[[ Document section, beginning ]]

Tuesday, July 16, 2013

Nedgroup's commercial about Sullenberger's landing on the Hudson is about expert heuristics, but is the analogy apt?

Nedgroup Investments (South Africa) is currently airing a striking commercial in which Captain Chesley Sullenberger narrates his landing Flight 1549 on the Hudson River after losing both engines to bird strikes. In the commercial. Sullenberger ascribes his feat to being "... just a pilot who used thirty years of experience to do my job." This is a good description of expert heuristics that developed over may years of experience in the form of associative memory. Herbert Simon, one of the founders of what is now known as behavioural economics, described this intuitive expertise here as "... nothing more and nothing less than recognition" (see also Kahneman, Thinking Fast and Slow, p. 237). Alessandro Cerboni regularly blogs on expert heuristics and is worth following. 

The Nedbank commercial is an good one and will probably (speaking as layman on advertising) be effective. The question, however, is whether the implied analogy between the expert heuristics in an individual based on 30 years experience and the accumulated corporate memory of an investment bank, is an apt one? Therefore, can an organization acquire heuristic decision making skills, or are such skills lodged in individual human beings? A Google search brought up a number of studies on simple group heuristics (i.e. here), but I personally doubt that that would apply to a complex organisation operating in a complex environment. The answer may be found in the concept of corporate memory, about which I blogged some time ago in "Therapy for corporate Alzheimers".

[[ Document section, end ]]
[[ Raw data, beginning ]]

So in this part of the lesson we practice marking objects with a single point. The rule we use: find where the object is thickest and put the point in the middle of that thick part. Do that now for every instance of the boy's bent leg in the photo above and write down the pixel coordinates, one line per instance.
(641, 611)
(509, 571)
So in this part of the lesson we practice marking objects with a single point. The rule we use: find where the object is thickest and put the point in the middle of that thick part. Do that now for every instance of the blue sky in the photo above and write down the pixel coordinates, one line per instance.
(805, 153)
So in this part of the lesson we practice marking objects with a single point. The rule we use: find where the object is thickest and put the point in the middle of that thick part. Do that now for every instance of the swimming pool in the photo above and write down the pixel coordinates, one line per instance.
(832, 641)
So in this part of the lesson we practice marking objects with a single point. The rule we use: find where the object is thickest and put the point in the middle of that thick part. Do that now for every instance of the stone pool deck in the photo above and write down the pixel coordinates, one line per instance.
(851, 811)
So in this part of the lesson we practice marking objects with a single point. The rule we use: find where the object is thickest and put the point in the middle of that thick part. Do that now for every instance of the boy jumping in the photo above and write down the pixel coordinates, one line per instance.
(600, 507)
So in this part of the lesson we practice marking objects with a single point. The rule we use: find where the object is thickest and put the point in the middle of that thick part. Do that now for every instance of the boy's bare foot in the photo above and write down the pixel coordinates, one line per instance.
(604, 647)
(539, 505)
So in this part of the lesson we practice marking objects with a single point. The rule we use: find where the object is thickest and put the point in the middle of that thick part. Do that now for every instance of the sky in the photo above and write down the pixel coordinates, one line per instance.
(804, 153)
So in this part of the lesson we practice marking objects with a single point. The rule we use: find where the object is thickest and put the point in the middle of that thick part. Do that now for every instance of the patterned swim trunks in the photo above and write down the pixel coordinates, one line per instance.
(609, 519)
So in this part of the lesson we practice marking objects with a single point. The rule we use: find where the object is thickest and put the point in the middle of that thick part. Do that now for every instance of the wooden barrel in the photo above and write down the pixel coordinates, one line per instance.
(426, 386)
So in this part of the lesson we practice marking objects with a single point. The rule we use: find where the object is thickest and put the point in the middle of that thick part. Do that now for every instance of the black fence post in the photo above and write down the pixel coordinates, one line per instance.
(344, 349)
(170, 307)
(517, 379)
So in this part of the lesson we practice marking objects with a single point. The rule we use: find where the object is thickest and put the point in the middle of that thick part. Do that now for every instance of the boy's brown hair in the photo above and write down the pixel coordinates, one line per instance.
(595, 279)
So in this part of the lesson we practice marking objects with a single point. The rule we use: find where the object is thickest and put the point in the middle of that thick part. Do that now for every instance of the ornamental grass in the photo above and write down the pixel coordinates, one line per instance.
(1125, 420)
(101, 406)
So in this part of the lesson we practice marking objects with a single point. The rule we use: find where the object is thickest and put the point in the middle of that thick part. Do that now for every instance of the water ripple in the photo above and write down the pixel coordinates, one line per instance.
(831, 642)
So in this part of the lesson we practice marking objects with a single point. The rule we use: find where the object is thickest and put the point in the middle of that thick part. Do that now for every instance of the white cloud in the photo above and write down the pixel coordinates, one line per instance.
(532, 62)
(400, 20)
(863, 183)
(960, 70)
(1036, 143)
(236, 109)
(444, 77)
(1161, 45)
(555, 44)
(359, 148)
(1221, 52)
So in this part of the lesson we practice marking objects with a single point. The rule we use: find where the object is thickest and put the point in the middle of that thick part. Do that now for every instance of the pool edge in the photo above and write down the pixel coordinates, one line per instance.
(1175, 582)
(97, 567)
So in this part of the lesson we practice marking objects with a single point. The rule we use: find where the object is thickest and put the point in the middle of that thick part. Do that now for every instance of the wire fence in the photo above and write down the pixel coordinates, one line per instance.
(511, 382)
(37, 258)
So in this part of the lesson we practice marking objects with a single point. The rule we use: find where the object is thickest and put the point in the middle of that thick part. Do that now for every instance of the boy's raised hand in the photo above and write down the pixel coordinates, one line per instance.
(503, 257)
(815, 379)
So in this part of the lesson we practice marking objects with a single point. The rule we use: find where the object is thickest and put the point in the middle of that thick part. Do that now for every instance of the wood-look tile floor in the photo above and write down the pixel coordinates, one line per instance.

[[ Raw data, end ]]

Instructions:
1. Restate the part of the blog post starting at "Nedgroup Investments (South" and ending at "is worth following.", substituting "advertisement" for "commercial".
2. According to the blog post, what caused Flight 1549 to lose both engines?

Answers by item number:
1.
Nedgroup Investments (South Africa) is currently airing a striking advertisement in which Captain Chesley Sullenberger narrates his landing Flight 1549 on the Hudson River after losing both engines to bird strikes. In the advertisement. Sullenberger ascribes his feat to being "... just a pilot who used thirty years of experience to do my job." This is a good description of expert heuristics that developed over may years of experience in the form of associative memory. Herbert Simon, one of the founders of what is now known as behavioural economics, described this intuitive expertise here as "... nothing more and nothing less than recognition" (see also Kahneman, Thinking Fast and Slow, p. 237). Alessandro Cerboni regularly blogs on expert heuristics and is worth following.

2. Bird strikes caused Flight 1549 to lose both engines.